EXERCISE DIRECTIONS >> Reproduce the listing below verbatim, starting with its first line and continuing through the line that contains "(468, 1046)", with both of those lines included.
# # # #
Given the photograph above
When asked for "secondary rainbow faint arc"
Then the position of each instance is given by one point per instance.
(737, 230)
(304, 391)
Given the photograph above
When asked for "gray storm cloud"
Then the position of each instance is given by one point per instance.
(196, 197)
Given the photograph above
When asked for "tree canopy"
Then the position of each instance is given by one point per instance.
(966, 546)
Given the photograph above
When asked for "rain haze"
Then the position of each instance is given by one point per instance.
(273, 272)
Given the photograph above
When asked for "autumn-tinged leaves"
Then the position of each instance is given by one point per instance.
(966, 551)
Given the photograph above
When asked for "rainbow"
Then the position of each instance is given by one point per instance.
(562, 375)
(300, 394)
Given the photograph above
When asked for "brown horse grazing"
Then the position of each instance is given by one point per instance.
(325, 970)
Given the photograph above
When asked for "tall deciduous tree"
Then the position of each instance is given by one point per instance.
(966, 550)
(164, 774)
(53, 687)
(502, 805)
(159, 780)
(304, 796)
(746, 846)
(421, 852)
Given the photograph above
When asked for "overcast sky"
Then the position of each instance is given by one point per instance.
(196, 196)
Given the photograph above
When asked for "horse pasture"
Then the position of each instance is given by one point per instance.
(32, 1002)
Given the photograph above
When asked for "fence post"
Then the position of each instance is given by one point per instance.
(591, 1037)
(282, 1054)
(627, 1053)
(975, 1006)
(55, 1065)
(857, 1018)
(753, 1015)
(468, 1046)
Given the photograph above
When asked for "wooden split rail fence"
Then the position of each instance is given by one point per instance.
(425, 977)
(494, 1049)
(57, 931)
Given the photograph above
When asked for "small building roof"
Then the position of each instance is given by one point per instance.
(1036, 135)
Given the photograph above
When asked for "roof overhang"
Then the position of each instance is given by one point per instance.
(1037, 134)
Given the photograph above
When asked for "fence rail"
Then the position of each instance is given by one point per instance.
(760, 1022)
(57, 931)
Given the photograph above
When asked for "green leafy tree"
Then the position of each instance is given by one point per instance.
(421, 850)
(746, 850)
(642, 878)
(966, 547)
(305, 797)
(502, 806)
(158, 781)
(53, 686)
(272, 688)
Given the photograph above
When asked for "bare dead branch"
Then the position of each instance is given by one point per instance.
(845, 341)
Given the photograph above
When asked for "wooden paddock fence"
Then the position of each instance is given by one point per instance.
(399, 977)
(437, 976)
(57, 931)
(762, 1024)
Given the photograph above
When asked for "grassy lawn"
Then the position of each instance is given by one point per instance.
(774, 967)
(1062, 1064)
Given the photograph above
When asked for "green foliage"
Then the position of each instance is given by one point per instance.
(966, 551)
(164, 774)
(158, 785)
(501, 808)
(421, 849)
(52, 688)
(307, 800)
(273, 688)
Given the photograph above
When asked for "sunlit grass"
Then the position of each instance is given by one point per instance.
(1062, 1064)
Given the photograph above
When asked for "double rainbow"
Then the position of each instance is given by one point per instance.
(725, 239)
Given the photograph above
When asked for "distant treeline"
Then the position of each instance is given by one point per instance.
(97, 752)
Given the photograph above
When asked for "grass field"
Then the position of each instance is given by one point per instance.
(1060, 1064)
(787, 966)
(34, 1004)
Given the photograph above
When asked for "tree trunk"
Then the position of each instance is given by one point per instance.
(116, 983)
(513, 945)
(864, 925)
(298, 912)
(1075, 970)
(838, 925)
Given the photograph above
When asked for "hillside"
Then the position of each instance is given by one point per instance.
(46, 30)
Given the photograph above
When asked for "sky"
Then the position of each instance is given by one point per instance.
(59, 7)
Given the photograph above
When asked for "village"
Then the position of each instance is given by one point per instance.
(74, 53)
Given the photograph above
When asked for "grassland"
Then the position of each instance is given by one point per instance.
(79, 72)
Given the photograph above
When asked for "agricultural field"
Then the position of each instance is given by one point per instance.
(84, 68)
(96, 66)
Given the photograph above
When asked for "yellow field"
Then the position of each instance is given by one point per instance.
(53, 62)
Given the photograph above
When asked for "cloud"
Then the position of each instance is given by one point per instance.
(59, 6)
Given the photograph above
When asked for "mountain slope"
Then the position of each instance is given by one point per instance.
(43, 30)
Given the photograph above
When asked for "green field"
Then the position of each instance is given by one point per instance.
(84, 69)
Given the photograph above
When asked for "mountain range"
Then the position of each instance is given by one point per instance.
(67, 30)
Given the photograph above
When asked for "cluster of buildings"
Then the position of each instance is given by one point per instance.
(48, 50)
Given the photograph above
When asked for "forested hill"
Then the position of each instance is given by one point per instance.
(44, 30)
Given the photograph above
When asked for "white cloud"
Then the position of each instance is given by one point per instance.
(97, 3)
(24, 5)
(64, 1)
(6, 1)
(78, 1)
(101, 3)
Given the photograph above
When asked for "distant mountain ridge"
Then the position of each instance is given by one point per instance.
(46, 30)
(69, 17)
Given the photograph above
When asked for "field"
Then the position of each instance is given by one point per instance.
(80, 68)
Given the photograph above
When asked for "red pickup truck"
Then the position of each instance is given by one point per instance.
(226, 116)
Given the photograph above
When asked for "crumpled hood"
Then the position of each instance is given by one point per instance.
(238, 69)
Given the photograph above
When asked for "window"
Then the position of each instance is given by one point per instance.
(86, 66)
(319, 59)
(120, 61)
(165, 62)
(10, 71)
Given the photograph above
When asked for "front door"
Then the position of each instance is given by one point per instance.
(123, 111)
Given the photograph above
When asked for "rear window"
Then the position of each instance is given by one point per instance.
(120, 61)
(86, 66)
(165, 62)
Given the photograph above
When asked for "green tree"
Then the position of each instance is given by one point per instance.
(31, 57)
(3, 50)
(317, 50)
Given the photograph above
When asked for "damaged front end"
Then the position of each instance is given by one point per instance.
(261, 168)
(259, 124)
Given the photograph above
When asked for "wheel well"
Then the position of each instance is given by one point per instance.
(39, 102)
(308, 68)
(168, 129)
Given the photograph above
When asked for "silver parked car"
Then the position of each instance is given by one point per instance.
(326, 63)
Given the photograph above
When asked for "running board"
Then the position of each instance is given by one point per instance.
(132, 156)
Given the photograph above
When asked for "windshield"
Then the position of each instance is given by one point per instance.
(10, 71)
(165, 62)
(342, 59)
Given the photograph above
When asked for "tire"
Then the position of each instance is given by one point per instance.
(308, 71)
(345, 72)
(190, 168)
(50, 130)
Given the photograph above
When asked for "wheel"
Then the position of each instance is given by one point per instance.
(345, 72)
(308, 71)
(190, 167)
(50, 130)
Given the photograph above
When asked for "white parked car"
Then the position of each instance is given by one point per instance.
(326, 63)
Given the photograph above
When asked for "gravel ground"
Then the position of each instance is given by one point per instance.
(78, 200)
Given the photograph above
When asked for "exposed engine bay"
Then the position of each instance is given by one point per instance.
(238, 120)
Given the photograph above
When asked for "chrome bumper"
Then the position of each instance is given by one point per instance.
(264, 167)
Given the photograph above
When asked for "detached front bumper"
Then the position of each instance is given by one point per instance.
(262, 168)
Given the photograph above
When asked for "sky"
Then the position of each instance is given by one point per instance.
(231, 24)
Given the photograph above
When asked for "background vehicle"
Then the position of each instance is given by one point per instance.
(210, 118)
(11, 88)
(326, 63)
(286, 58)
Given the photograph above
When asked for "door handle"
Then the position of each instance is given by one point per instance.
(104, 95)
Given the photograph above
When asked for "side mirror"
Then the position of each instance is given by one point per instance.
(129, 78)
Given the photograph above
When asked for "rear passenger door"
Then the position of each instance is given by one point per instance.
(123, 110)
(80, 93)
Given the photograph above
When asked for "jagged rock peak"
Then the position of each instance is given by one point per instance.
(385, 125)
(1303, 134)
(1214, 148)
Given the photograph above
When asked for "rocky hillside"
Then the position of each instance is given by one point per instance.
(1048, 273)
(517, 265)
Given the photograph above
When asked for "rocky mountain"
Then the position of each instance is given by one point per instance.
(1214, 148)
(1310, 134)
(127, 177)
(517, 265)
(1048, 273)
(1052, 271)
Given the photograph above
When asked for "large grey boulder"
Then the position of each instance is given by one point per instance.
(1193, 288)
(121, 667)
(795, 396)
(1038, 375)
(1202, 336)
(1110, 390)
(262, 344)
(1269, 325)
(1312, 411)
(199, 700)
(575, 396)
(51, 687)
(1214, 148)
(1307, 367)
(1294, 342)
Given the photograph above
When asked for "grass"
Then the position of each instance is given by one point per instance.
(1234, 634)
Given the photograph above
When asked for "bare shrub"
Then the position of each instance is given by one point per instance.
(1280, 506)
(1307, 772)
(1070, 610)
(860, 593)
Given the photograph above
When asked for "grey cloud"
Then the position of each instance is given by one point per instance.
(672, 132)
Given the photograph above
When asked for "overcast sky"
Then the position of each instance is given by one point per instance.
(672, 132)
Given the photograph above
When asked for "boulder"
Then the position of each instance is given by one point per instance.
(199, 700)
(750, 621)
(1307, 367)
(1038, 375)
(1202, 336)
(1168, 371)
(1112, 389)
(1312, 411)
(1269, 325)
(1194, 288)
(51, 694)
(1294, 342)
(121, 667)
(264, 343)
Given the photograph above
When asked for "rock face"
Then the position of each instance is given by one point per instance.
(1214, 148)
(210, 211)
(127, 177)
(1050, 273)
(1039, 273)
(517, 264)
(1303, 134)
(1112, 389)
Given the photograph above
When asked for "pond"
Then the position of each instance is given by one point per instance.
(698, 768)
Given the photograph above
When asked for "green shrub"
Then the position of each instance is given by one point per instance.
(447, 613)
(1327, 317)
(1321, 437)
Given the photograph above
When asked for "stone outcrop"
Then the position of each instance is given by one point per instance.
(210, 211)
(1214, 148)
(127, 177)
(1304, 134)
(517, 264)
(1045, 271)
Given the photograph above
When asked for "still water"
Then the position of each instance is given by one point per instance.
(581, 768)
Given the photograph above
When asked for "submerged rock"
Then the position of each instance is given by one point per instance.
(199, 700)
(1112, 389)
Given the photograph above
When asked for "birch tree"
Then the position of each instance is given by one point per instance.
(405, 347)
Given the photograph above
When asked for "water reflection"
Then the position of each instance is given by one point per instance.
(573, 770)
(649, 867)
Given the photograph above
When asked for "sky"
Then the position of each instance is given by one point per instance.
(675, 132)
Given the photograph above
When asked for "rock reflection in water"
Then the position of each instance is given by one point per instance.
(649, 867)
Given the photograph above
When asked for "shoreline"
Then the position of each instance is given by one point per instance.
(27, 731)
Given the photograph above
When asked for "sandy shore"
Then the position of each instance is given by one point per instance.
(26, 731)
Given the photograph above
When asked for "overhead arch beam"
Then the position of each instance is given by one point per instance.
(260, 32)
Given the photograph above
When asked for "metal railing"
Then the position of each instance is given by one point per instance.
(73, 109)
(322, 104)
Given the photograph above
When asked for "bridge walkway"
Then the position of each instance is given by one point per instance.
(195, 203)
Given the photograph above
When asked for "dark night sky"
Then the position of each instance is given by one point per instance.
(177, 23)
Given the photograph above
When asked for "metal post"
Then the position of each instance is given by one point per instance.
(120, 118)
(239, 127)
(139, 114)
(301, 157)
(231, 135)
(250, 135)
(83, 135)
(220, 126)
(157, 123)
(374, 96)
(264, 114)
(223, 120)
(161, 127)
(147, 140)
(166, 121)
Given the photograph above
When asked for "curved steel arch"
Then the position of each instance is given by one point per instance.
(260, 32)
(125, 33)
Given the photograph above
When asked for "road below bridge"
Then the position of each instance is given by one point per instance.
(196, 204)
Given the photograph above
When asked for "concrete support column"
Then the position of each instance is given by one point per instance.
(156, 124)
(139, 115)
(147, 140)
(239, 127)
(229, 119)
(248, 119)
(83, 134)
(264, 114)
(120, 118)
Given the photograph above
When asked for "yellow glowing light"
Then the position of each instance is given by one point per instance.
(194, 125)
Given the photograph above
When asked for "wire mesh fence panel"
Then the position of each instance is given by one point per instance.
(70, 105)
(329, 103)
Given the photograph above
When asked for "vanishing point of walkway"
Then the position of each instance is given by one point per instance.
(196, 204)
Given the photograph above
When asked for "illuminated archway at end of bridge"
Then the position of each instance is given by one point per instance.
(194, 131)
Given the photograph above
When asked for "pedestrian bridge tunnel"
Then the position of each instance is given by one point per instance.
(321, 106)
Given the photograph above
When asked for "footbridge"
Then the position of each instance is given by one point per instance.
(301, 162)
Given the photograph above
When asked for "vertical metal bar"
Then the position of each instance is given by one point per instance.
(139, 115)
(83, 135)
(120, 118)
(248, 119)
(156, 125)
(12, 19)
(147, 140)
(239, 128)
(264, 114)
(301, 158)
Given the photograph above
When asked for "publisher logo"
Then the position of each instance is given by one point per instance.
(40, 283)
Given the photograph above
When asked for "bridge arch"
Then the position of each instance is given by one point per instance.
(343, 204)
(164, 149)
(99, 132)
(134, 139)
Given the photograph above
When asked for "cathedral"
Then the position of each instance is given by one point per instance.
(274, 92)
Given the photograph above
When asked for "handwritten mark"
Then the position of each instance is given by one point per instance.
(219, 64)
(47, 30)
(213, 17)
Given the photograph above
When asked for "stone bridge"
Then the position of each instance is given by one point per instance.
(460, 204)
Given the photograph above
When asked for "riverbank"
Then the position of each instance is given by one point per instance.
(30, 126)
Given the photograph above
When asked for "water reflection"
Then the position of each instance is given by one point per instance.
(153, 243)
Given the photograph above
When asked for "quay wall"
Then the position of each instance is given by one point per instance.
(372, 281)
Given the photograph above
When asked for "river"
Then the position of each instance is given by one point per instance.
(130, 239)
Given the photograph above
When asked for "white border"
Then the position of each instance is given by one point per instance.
# # # #
THE RESPONSE >>
Given the photograph above
When asked for "secondary rainbow faint arc"
Then the position of each instance is given by one point per instance.
(737, 230)
(304, 391)
Given the photograph above
When asked for "gray storm cloud"
Then the position of each instance is given by one point per instance.
(196, 197)
Given the photograph above
When asked for "tree canopy"
Then the position of each instance is given by one point per instance.
(966, 546)
Given the photograph above
When asked for "rain haze"
Then the position of each instance is given by one point per instance.
(273, 272)
Given the photograph above
When asked for "autumn-tinged leaves"
Then the position of each instance is given by one point per instance.
(966, 551)
Given the photograph above
When asked for "rainbow"
Then the position of each instance is given by one point per instance.
(562, 375)
(300, 394)
Given the photograph above
When asked for "brown horse grazing"
Then the position of each instance is given by one point per instance.
(325, 970)
Given the photograph above
When asked for "tall deciduous tree"
Then the position of each instance is given by one point per instance.
(966, 550)
(164, 774)
(53, 687)
(502, 805)
(159, 780)
(304, 796)
(746, 846)
(421, 852)
Given the photograph above
When asked for "overcast sky"
Then the position of each instance is given by one point per instance.
(196, 196)
Given the photograph above
When asked for "horse pasture"
Then the position of each instance is given by one point per instance.
(32, 1002)
Given the photograph above
When asked for "fence post"
Then the position of each instance is given by one point per instance.
(591, 1037)
(282, 1054)
(627, 1053)
(975, 1006)
(55, 1065)
(857, 1018)
(753, 1015)
(468, 1046)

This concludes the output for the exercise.